[Extracted material]
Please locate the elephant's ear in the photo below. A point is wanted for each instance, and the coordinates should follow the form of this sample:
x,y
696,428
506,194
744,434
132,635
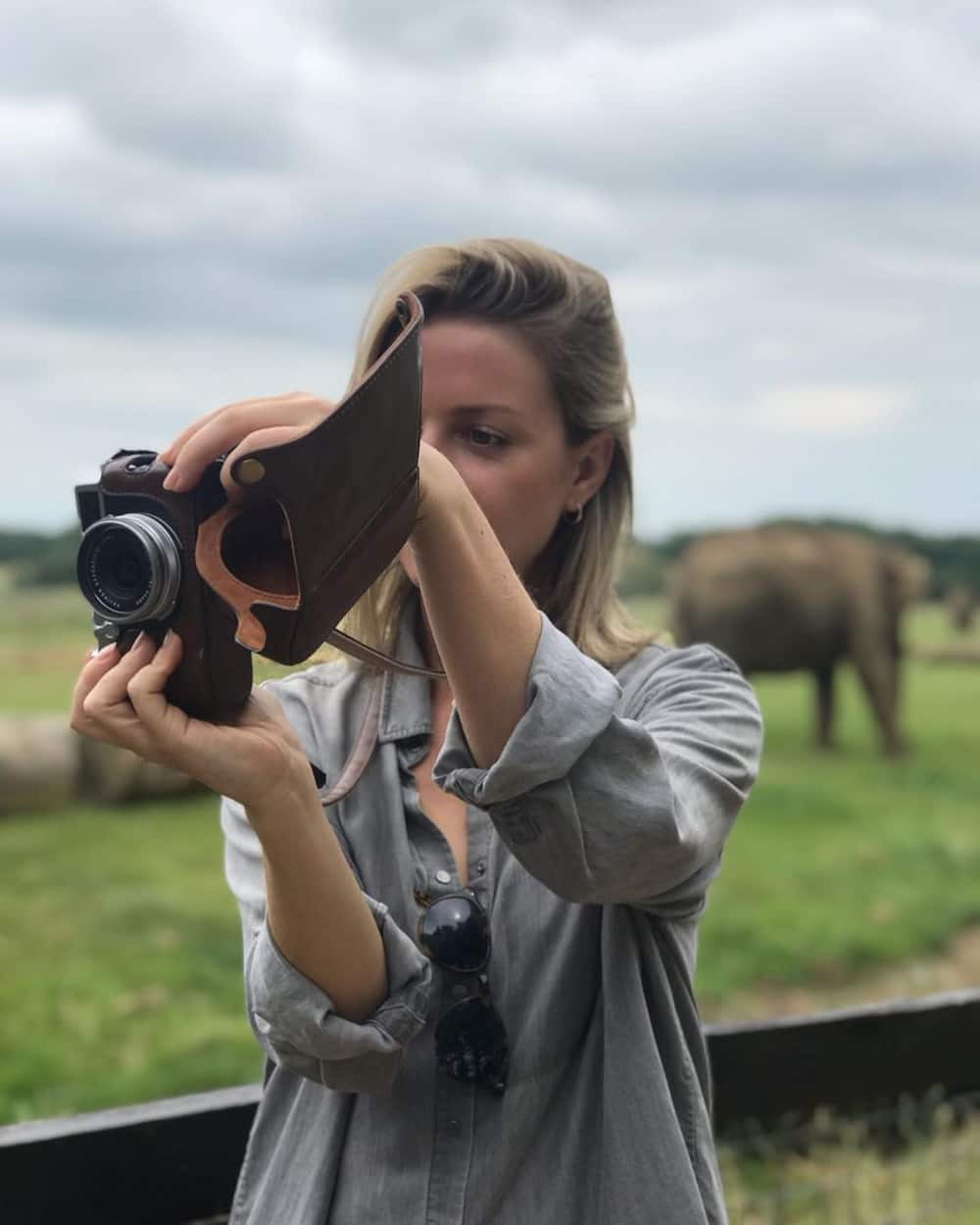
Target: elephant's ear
x,y
907,577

• **TASK**:
Transcribe every line of the material above verbatim, leaving out the pictures.

• **FINAL RESULT**:
Please locate the elephant's ear in the photo below. A point is wanted for each instance, and the coordinates should follow the form of this sample:
x,y
696,428
506,194
744,434
132,635
Target: elephant's ear
x,y
907,577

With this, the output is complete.